TEXTO DE ORIGEM:
▽
Não se fazem mais antiguidades como antigamente

​Acabo de descobrir que o celular que eu comprei ontem já ficou defasado. É isso mesmo! Do dia pra noite, meu celular novo ficou velho, démodé. E olha que eu escolhi o mais moderno que tinha, aproveitei uma promoção pra levar o de última geração… mas em um dia, a geração novamente cresceu. Dormi atual. Acordei defasado.

Soube por e-mail, assim que acordei, ainda orgulhoso com o novo aparelho. O primeiro e-mail que li era de parabéns pela nova aquisição. O segundo, uma chamada para aproveitar o lançamento de um novo celular, com novo design, tela maior, mais rápido, fotografias ainda mais bonitas e etc.. Me desatualizei. E o que eu concluo com essa experiência é que o tempo para as coisas atuais está mais escasso. O atual é um momento cada vez mais breve, superado por coisas ainda mais breves e perecíveis. O agora quase não existe mais.
△
REGISTROS:
▽
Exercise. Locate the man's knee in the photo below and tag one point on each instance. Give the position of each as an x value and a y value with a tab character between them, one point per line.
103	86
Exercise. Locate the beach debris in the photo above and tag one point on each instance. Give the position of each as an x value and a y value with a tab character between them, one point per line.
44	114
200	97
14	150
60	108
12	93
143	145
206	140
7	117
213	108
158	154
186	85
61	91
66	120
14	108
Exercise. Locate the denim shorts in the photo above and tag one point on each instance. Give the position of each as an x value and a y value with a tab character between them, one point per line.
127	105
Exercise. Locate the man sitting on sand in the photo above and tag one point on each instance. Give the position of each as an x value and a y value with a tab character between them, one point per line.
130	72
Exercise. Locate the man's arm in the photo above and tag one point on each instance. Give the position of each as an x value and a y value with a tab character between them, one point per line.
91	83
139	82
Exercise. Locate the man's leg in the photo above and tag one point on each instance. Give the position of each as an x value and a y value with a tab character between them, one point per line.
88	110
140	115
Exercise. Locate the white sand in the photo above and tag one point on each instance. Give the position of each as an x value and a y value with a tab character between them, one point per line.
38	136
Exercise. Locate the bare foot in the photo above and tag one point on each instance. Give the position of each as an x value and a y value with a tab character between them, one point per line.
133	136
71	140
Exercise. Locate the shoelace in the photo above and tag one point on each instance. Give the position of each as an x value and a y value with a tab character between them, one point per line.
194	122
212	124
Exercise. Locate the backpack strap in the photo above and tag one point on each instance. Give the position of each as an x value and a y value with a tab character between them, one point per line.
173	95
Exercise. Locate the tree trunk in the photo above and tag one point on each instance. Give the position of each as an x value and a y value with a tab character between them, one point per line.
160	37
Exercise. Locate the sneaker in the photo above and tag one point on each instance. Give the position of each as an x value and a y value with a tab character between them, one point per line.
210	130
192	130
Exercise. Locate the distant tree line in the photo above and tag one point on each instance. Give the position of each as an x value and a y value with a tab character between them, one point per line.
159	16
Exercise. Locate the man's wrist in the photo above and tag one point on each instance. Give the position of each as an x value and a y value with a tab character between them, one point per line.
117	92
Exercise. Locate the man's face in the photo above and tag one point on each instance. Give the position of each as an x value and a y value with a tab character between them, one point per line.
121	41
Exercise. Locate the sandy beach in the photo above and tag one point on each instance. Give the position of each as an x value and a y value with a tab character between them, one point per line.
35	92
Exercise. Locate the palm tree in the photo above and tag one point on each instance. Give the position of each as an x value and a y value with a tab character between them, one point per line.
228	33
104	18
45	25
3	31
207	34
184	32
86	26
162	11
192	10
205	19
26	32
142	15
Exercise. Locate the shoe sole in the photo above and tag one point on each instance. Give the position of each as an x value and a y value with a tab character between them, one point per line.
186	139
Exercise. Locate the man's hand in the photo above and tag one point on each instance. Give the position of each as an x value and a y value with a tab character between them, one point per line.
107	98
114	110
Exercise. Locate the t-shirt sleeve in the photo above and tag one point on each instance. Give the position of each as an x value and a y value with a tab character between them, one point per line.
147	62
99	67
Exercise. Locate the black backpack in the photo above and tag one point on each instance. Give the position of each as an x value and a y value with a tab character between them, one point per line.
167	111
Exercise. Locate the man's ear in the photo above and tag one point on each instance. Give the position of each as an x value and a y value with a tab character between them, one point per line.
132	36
△
REQUISITOS:
(1) Reescreva, por favor, o trecho da crônica que começa em "Soube por e-mail, assim" e segue até "não existe mais.", trocando "celular" por "smartphone".
(2) Segundo a crônica, quais atributos do celular recém-lançado o segundo e-mail destaca?
As linhas não têm nenhuma relação com a crônica.

RESPOSTAS POR TAREFA:
(1)
Soube por e-mail, assim que acordei, ainda orgulhoso com o novo aparelho. O primeiro e-mail que li era de parabéns pela nova aquisição. O segundo, uma chamada para aproveitar o lançamento de um novo smartphone, com novo design, tela maior, mais rápido, fotografias ainda mais bonitas e etc.. Me desatualizei. E o que eu concluo com essa experiência é que o tempo para as coisas atuais está mais escasso. O atual é um momento cada vez mais breve, superado por coisas ainda mais breves e perecíveis. O agora quase não existe mais.

(2)
- novo design
- tela maior
- mais rápido
- fotografias ainda mais bonitas